Request - Pick out and copy every line of the listing below that contains the string "white". The match is case-sensitive.
─── Provided data
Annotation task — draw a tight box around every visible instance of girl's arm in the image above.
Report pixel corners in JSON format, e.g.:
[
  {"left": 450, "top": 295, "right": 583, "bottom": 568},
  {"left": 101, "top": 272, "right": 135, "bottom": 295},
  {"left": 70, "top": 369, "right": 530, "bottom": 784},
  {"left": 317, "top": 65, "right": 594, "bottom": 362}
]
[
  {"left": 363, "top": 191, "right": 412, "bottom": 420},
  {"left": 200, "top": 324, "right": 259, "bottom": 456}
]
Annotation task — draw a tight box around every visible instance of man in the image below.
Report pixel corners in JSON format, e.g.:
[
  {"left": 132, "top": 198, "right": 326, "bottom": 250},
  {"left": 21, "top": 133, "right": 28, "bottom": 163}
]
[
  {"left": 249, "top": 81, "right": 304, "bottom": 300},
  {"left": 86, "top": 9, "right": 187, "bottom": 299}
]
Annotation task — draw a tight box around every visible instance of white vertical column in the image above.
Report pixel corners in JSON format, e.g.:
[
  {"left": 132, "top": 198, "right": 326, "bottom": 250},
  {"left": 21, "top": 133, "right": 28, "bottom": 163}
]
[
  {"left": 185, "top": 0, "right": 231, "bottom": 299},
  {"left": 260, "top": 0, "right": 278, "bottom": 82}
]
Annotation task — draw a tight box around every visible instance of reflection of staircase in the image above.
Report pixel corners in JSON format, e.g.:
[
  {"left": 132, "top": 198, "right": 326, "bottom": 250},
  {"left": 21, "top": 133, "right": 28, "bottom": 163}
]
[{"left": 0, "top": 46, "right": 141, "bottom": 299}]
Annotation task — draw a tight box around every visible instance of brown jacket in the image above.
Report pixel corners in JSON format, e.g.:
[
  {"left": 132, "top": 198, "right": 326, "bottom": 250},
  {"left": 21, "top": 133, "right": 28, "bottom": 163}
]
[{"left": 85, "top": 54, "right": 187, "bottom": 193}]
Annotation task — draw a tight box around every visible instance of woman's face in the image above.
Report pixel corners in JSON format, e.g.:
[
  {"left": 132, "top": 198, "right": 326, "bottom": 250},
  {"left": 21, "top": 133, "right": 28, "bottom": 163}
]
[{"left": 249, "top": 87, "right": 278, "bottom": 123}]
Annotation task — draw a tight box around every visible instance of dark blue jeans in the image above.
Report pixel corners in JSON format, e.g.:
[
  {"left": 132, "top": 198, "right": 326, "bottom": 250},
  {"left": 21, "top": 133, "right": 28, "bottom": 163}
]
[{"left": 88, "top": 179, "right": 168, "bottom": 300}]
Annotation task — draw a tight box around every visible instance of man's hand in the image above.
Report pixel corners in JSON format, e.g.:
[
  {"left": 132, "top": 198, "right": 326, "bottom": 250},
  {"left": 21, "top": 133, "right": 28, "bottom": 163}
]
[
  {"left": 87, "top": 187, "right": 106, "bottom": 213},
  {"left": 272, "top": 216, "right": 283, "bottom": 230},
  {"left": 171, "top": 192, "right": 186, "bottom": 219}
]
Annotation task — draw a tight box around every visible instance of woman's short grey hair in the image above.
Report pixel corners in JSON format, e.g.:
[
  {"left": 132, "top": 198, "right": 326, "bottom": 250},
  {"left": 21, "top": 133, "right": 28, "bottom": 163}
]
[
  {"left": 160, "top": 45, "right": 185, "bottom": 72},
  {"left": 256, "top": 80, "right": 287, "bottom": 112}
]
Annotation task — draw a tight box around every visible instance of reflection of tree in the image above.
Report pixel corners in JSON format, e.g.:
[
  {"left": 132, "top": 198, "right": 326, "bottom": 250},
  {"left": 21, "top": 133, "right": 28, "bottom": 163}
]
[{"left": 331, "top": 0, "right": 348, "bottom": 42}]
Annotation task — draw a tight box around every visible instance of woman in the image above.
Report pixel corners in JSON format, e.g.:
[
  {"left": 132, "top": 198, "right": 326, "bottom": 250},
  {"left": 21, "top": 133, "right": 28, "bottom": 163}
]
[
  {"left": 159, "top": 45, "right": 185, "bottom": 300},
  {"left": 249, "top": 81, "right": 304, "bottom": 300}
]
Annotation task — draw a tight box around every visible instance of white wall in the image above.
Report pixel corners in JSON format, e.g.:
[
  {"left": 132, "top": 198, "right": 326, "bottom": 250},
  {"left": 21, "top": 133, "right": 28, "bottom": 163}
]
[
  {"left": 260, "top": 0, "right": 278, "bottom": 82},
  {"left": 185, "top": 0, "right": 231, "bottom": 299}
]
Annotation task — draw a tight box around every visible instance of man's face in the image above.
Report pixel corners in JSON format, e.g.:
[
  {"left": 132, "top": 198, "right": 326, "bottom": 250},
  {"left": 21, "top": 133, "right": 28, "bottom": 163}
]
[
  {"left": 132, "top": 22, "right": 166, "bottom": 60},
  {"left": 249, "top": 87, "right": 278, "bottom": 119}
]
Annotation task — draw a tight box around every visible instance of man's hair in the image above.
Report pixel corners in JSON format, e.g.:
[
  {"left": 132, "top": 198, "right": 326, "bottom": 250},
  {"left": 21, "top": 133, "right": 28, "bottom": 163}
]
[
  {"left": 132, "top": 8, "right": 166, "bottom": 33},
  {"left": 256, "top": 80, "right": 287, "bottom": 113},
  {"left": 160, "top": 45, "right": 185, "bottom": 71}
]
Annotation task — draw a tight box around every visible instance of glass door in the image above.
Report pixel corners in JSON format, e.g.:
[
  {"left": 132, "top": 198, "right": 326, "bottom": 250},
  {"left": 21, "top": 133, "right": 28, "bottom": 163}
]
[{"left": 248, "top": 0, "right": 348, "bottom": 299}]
──────
Response to this task -
Annotation task — draw a tight box around every visible instance of white vertical column in the image above.
Annotation task — draw a tight box around every visible instance of white wall in the image above.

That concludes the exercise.